▸ EXTRACTED TEXT:
----------

With the most common statistical analyses done and presented in psychiatric and other medical research studies, there would usually be no way to detect this phenomenon:  negative studies would influence practitioners to abandon the treatment strategy for the whole group.  

How can this be remedied?  I think the simplest method would be trivial:  all research studies should include in the publication every single piece of data gathered!  If there is a cohort of 1000 people, there should be a chart or a graph showing the symptom changes over time of every single individual.  There would be a messy graph with 1000 lines on it (which is a reason this is not done, of course!) but there would be much less risk that an interesting outlier would be missed!  If most of the thousand individuals had no change in symptoms, there would be a huge mass of flat lines across the middle of the chart.  But if a few individuals had a total, remarkable cure of symptoms, these individuals would stand out prominently on such a chart.  Ironically, in order to detect such phenomena, we would have to temporarily leave aside the statistical tools which we had intended to use, and "eyeball" the data.  So intuition could still have a very important role to play in statistics & research! 

After "eyeballing" the complete setof data from every individual, I do agree that this would have to lead to another formal hypothesis, which would subsequently have to be tested using a different study design, designed specifically to pick up such outliers, then a formal statistical calculation procedure would have to be used to evaluate whether the treatment would be effective for this group.  (e.g. the tiny group of headache sufferers specifically with a mass evident on a CT brain scan could enter a neurosurgery treatment study, to clearly show whether the surgery is better than placebo for this group).

----------

▸ EXTRACTED INFORMATION:
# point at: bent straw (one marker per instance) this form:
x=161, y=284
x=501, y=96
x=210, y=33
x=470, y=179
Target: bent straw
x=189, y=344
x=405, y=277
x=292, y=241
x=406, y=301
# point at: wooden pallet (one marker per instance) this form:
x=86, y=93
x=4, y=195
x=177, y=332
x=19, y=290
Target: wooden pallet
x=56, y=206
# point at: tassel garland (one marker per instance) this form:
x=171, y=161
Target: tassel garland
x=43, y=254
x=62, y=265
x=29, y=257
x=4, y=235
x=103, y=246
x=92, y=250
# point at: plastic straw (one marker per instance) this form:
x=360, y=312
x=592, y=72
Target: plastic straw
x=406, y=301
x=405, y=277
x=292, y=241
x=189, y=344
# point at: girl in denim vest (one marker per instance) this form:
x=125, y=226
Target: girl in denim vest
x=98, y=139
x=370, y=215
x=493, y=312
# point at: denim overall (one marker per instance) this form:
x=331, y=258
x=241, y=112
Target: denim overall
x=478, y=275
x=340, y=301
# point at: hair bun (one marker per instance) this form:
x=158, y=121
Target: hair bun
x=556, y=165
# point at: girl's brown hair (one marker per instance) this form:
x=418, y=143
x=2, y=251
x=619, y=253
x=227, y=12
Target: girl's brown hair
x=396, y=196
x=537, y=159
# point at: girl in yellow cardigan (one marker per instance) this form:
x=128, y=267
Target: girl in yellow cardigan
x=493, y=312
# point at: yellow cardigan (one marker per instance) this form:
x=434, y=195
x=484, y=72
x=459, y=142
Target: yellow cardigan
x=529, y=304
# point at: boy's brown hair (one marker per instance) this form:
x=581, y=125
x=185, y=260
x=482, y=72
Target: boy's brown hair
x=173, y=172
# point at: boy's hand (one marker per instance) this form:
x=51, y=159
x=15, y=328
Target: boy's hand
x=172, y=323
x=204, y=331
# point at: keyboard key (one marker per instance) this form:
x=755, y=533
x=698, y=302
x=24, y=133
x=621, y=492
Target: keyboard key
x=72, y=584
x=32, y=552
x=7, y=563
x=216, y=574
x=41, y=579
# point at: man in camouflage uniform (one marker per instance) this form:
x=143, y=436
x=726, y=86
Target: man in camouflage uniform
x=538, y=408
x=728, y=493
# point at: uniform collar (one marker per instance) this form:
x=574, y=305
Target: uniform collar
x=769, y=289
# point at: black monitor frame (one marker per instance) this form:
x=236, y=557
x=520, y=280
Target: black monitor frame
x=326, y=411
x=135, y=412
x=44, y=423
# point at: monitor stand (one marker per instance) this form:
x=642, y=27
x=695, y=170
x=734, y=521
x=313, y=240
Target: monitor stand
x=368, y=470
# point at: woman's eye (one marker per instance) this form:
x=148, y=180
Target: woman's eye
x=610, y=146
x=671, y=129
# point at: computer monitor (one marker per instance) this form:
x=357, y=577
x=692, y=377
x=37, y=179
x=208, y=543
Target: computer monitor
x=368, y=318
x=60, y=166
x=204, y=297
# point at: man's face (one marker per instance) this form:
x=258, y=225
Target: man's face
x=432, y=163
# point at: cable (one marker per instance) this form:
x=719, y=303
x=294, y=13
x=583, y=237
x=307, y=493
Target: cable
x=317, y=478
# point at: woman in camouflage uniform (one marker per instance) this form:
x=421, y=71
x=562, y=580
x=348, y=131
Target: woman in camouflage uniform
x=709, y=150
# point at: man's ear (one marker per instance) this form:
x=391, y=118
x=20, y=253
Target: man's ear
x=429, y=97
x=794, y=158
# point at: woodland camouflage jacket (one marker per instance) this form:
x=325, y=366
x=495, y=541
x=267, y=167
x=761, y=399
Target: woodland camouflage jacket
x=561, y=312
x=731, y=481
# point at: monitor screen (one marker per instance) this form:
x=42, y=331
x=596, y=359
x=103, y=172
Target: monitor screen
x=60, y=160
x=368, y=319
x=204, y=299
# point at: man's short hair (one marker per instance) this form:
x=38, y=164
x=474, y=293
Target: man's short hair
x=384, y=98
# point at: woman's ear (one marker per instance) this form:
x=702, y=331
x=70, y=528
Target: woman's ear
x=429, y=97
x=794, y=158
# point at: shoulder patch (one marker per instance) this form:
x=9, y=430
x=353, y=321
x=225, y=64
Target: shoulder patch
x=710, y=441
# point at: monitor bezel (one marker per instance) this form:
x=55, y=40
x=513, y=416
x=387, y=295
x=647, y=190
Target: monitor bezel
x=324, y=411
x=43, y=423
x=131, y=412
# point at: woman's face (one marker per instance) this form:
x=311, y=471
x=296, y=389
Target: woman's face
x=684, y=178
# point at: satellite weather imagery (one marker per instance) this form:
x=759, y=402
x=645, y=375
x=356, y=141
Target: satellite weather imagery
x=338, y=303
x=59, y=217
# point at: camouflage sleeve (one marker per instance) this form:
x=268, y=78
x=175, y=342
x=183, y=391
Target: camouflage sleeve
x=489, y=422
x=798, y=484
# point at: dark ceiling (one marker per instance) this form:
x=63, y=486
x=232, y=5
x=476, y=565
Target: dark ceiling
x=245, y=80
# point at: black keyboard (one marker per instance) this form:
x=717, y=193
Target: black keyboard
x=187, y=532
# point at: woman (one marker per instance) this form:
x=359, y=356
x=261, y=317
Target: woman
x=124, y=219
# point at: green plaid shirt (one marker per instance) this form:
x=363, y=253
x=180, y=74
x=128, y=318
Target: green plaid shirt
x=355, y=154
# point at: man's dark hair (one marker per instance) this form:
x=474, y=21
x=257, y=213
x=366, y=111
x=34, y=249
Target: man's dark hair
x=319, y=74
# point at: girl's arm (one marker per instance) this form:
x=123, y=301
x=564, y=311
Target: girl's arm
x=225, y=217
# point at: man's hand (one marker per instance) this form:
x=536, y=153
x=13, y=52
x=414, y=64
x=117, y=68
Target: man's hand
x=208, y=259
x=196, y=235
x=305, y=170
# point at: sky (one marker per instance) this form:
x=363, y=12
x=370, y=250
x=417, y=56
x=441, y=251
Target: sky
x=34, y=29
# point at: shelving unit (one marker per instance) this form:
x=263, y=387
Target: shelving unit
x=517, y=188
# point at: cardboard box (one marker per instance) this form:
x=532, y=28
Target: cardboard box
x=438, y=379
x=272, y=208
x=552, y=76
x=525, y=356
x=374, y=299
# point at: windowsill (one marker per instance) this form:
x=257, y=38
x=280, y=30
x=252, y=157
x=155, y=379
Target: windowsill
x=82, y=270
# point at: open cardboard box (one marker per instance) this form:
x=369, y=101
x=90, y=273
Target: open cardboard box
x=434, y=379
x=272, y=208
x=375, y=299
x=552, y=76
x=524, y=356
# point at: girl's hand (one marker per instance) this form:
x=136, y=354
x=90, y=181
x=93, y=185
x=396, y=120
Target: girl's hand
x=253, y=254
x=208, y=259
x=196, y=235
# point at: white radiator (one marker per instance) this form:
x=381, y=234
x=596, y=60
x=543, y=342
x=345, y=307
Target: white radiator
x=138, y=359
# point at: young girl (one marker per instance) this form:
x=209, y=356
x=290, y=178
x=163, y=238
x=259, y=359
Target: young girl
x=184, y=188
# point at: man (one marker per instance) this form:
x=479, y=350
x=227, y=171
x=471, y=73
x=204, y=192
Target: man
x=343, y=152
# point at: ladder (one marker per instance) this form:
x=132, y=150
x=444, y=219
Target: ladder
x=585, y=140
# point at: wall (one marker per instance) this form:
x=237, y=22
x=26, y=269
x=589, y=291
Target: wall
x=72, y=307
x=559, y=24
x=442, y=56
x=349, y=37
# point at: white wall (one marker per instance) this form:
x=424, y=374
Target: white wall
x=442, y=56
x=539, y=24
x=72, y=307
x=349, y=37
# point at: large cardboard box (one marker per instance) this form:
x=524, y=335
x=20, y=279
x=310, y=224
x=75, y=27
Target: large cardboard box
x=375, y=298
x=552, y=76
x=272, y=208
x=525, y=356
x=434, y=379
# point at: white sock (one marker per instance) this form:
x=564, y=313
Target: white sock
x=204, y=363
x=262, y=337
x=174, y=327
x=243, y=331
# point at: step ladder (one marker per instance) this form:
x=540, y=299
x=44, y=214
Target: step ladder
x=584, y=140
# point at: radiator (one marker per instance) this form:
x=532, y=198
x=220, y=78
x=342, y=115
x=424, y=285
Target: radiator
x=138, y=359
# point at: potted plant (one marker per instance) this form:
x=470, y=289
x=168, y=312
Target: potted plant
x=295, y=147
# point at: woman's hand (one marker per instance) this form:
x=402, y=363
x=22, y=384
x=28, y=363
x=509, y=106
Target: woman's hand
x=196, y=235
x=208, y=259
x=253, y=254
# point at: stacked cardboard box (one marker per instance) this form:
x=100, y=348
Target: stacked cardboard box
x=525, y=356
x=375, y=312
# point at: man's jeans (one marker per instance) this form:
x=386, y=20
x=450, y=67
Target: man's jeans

----------

▸ WORK ORDER 1: From the research data passage, reproduce the part from "With the most" up to and including "the whole group.".
▸ WORK ORDER 2: In the research data passage, what would the individuals with no change in symptoms look like on a chart of a 1000-person cohort?
▸ WORK ORDER 3: List each step that the research data passage says would have to follow after "eyeballing" the complete set of data.

▸ RESULT 1:
With the most common statistical analyses done and presented in psychiatric and other medical research studies, there would usually be no way to detect this phenomenon:  negative studies would influence practitioners to abandon the treatment strategy for the whole group.

▸ RESULT 2: A huge mass of flat lines across the middle of the chart.

▸ RESULT 3:
- Forming another formal hypothesis
- Testing it with a different study design made specifically to pick up outliers
- Using a formal statistical calculation procedure to evaluate whether the treatment would be effective for that group